▸ GIVEN PROBLEM: Please render the lines starting at the one containing "nose -> outlines" and ending at the one containing "POLYGON ((203 102, 200" as a Markdown table. Use two columns, Row and Entry line, with each line numbered in order and any blank lines left out.
▬▬▬▬▬▬
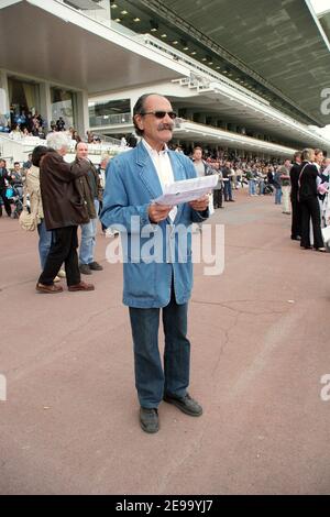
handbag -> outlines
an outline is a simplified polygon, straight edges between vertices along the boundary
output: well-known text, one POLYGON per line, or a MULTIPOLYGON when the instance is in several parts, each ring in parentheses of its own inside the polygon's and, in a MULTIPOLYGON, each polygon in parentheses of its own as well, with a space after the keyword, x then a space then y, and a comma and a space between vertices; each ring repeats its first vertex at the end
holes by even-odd
POLYGON ((21 228, 28 232, 33 232, 36 229, 35 213, 30 213, 26 206, 26 190, 24 189, 23 210, 19 217, 21 228))

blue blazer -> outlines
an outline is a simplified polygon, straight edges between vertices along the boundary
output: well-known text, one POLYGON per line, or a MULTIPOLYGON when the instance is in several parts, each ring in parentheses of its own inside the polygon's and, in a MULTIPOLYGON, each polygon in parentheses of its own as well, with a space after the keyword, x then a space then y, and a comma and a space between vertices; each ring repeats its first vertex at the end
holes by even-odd
MULTIPOLYGON (((168 153, 176 182, 196 177, 187 156, 168 153)), ((112 158, 106 177, 101 221, 121 232, 123 304, 135 308, 166 307, 172 282, 177 304, 186 304, 193 288, 191 223, 207 219, 208 210, 197 212, 184 204, 177 207, 174 223, 169 219, 151 223, 148 206, 163 191, 142 142, 112 158)))

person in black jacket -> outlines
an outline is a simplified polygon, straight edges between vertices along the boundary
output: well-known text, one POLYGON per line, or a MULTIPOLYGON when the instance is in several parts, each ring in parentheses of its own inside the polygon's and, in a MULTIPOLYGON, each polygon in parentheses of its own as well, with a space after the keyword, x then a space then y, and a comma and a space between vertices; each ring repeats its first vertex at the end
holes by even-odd
MULTIPOLYGON (((4 205, 4 209, 7 211, 8 217, 11 216, 11 207, 8 198, 6 197, 7 185, 6 180, 10 182, 11 176, 6 168, 6 161, 0 160, 0 197, 2 198, 2 202, 4 205)), ((2 207, 0 206, 0 216, 2 216, 2 207)))
POLYGON ((317 251, 326 252, 321 222, 320 222, 320 206, 318 200, 317 177, 318 169, 311 163, 315 158, 312 148, 305 148, 301 153, 301 165, 299 170, 299 202, 301 210, 301 241, 300 246, 306 250, 310 249, 309 240, 309 222, 311 219, 314 232, 314 248, 317 251))
POLYGON ((301 165, 301 153, 297 151, 294 154, 294 165, 290 168, 290 182, 292 182, 292 193, 290 193, 290 200, 292 200, 292 239, 293 241, 300 241, 301 235, 301 215, 300 215, 300 205, 298 200, 298 179, 300 174, 300 165, 301 165))

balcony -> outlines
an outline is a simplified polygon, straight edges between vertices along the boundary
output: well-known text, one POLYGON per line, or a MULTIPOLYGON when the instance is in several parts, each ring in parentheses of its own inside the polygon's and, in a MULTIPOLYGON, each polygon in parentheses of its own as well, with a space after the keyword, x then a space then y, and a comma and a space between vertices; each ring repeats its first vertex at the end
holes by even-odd
POLYGON ((90 116, 89 125, 91 129, 108 128, 109 125, 132 124, 131 113, 113 113, 102 116, 90 116))

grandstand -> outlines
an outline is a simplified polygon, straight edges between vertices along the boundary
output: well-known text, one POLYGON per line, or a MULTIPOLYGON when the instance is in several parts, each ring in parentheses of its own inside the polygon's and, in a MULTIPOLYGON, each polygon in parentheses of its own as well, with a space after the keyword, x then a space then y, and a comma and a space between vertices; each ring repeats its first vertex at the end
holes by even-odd
MULTIPOLYGON (((1 124, 24 107, 46 129, 63 116, 82 136, 119 140, 133 131, 139 95, 158 91, 179 116, 174 144, 263 158, 308 145, 329 153, 316 131, 330 122, 320 110, 328 19, 309 0, 2 0, 1 124)), ((32 143, 0 133, 3 156, 32 143)))

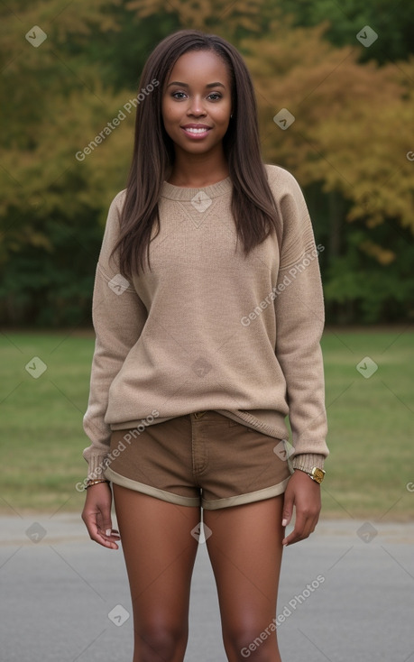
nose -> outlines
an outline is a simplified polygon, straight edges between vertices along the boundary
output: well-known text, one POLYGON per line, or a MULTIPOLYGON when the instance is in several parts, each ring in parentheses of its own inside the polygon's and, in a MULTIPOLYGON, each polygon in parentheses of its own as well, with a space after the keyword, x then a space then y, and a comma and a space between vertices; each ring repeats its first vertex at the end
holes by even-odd
POLYGON ((203 102, 200 97, 193 97, 189 104, 187 115, 193 115, 197 117, 202 115, 206 115, 206 110, 203 106, 203 102))

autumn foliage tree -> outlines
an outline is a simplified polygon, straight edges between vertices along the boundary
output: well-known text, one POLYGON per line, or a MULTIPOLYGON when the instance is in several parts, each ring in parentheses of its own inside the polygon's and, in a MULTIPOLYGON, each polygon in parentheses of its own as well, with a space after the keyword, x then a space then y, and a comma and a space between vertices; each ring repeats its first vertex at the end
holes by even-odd
POLYGON ((103 225, 131 158, 133 108, 127 112, 125 104, 136 95, 149 51, 180 27, 221 34, 243 53, 256 90, 263 159, 297 177, 326 247, 328 320, 412 319, 414 60, 380 67, 356 38, 336 46, 326 38, 328 22, 299 26, 278 6, 274 0, 20 0, 12 13, 2 5, 5 322, 90 322, 103 225), (25 38, 33 26, 47 33, 38 48, 25 38), (278 123, 282 109, 294 118, 289 125, 278 123), (120 112, 115 129, 85 153, 120 112))

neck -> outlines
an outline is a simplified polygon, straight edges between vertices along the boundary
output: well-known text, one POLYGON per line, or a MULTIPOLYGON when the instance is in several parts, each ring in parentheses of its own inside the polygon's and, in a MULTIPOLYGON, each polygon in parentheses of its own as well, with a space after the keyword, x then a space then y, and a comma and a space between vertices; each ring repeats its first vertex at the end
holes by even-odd
POLYGON ((219 152, 189 154, 180 150, 175 152, 175 161, 168 182, 174 186, 201 188, 225 179, 229 175, 223 148, 219 152))

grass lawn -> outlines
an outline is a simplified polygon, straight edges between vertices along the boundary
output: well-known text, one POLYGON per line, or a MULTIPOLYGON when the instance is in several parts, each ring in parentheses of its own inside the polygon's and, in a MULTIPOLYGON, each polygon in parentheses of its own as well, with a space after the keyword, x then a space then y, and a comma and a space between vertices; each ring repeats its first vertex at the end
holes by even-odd
MULTIPOLYGON (((331 451, 324 517, 414 519, 412 328, 327 328, 322 346, 331 451)), ((80 513, 93 350, 87 331, 0 334, 2 513, 80 513), (37 378, 33 357, 46 366, 37 378)))

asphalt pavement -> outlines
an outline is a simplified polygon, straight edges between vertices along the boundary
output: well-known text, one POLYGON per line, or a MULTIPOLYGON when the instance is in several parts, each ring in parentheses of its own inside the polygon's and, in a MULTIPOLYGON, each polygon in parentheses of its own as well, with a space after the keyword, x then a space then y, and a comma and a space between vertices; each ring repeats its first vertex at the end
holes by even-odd
MULTIPOLYGON (((79 515, 0 517, 0 595, 2 662, 132 662, 122 548, 79 515)), ((284 552, 275 617, 283 662, 414 662, 414 523, 319 521, 284 552)), ((226 662, 202 542, 185 660, 226 662)))

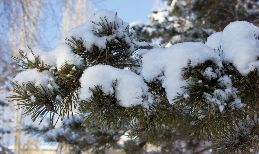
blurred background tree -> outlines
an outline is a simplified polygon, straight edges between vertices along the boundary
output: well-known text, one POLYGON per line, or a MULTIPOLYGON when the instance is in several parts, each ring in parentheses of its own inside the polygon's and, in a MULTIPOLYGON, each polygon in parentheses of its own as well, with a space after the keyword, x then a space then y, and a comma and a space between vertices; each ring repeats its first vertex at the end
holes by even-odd
POLYGON ((168 47, 177 42, 205 42, 229 23, 245 21, 259 24, 256 0, 159 0, 149 15, 150 22, 131 23, 137 37, 168 47))

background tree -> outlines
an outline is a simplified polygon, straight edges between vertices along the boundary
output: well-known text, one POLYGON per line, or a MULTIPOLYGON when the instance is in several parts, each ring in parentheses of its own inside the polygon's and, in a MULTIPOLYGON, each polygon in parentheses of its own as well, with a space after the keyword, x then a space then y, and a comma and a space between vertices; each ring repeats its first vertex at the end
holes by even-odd
MULTIPOLYGON (((16 56, 17 49, 25 50, 27 44, 51 45, 50 42, 53 44, 52 45, 56 44, 50 39, 63 38, 63 36, 66 35, 64 32, 67 33, 68 28, 85 22, 90 14, 91 5, 91 1, 87 0, 78 3, 73 0, 2 0, 0 3, 0 20, 5 23, 1 24, 0 27, 0 53, 2 55, 0 57, 0 90, 3 96, 1 99, 4 100, 8 94, 7 93, 9 93, 10 86, 7 81, 16 74, 14 70, 17 67, 10 56, 16 56), (80 9, 84 11, 80 14, 77 10, 80 7, 87 9, 80 9), (70 8, 69 11, 67 8, 70 8), (68 16, 68 14, 70 15, 68 16), (71 18, 67 18, 70 16, 71 18), (65 23, 62 21, 65 21, 65 23), (48 33, 47 31, 50 32, 48 33), (51 36, 49 37, 50 34, 51 36), (22 37, 20 37, 21 36, 22 37)), ((10 103, 16 104, 17 102, 10 103)), ((14 107, 10 107, 9 112, 15 113, 14 116, 12 114, 14 117, 12 117, 14 119, 14 126, 12 123, 6 123, 5 125, 14 128, 14 151, 21 153, 20 136, 22 135, 19 126, 24 123, 22 118, 23 110, 18 110, 20 107, 19 105, 14 107)), ((12 137, 5 138, 12 138, 12 137)))
POLYGON ((205 42, 229 23, 245 20, 259 24, 257 1, 158 0, 150 23, 131 24, 136 36, 163 46, 188 41, 205 42), (155 40, 157 40, 155 41, 155 40))

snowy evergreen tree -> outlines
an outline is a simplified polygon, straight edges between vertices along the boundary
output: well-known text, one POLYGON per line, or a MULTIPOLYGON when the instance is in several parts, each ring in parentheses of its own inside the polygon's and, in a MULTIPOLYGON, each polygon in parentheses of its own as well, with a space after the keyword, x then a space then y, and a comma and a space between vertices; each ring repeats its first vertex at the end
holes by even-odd
MULTIPOLYGON (((135 33, 117 13, 102 10, 54 49, 20 50, 13 58, 20 72, 11 81, 17 94, 10 98, 33 121, 49 114, 52 128, 58 117, 67 129, 46 130, 45 138, 78 151, 93 142, 106 142, 98 150, 116 144, 126 131, 144 143, 162 145, 165 153, 259 152, 259 28, 233 22, 205 44, 165 48, 135 33), (76 120, 64 120, 75 112, 82 118, 76 124, 82 134, 69 128, 76 120)), ((136 152, 144 144, 129 141, 120 148, 136 152)))
POLYGON ((131 24, 136 36, 162 46, 187 41, 205 42, 229 23, 245 21, 258 25, 259 4, 255 0, 158 0, 149 15, 150 23, 131 24))

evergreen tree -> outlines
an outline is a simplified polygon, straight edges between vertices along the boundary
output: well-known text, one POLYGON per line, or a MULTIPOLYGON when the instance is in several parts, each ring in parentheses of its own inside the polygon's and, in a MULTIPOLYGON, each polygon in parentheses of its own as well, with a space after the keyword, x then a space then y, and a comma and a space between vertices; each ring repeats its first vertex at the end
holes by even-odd
MULTIPOLYGON (((69 133, 74 121, 65 122, 64 117, 80 115, 82 121, 76 125, 81 123, 84 133, 75 134, 82 143, 70 142, 60 129, 45 134, 58 132, 50 138, 78 151, 92 147, 93 139, 85 140, 82 134, 93 134, 93 142, 109 147, 118 140, 107 140, 109 135, 120 137, 124 130, 144 143, 163 144, 164 153, 259 151, 259 28, 234 22, 206 44, 166 48, 135 35, 117 13, 101 10, 70 31, 55 49, 19 51, 13 58, 20 72, 11 81, 17 94, 10 97, 33 121, 49 114, 52 128, 58 116, 69 133), (101 133, 104 141, 95 138, 101 133)), ((129 141, 122 148, 130 153, 128 146, 141 151, 142 145, 129 141)))
POLYGON ((259 5, 253 0, 158 0, 160 7, 149 15, 150 23, 131 24, 137 37, 151 42, 158 39, 162 46, 187 41, 204 42, 229 23, 245 21, 259 24, 259 5))

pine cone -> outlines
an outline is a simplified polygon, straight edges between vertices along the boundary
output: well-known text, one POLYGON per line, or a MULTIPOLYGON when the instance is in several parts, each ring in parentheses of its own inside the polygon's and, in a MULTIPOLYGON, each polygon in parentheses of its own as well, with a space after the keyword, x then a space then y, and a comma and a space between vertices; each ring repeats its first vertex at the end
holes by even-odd
POLYGON ((54 106, 50 100, 48 100, 45 103, 45 106, 48 111, 49 111, 51 112, 54 112, 54 106))

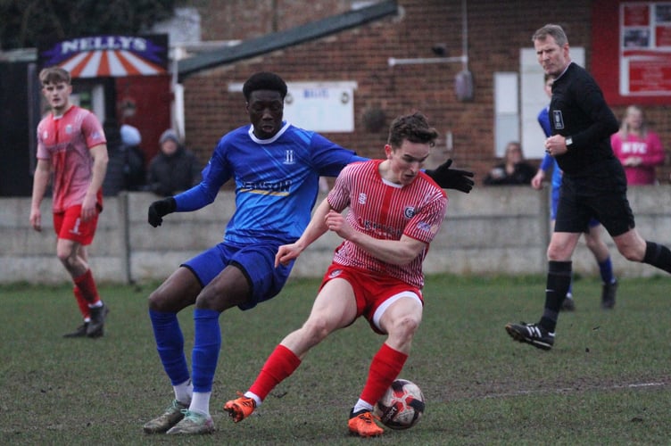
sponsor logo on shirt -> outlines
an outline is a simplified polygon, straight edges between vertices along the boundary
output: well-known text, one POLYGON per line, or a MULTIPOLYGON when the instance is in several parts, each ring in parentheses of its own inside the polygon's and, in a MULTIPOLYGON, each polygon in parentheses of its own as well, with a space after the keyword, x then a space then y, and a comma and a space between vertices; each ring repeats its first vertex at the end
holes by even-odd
▬▬▬▬▬▬
▸ WRITTEN RESPONSE:
| Row | Entry line |
|---|---|
| 1 | nose -> outlines |
| 2 | an outline is a simplified polygon, straight edges between vertices along the boundary |
| 3 | output: well-known text, one POLYGON per line, or a MULTIPOLYGON when the instance is in several parts, each ring in parentheses of its own inside the polygon's and, in a MULTIPOLYGON, each polygon in parentheses of its own as well, with a space after the keyword, x then a space then y, and a comma and a space between vertices; each ring repeats its first vertex at the end |
| 4 | holes by even-odd |
| 5 | POLYGON ((203 102, 200 97, 193 97, 189 104, 187 115, 193 115, 197 117, 202 115, 206 115, 206 110, 203 106, 203 102)) |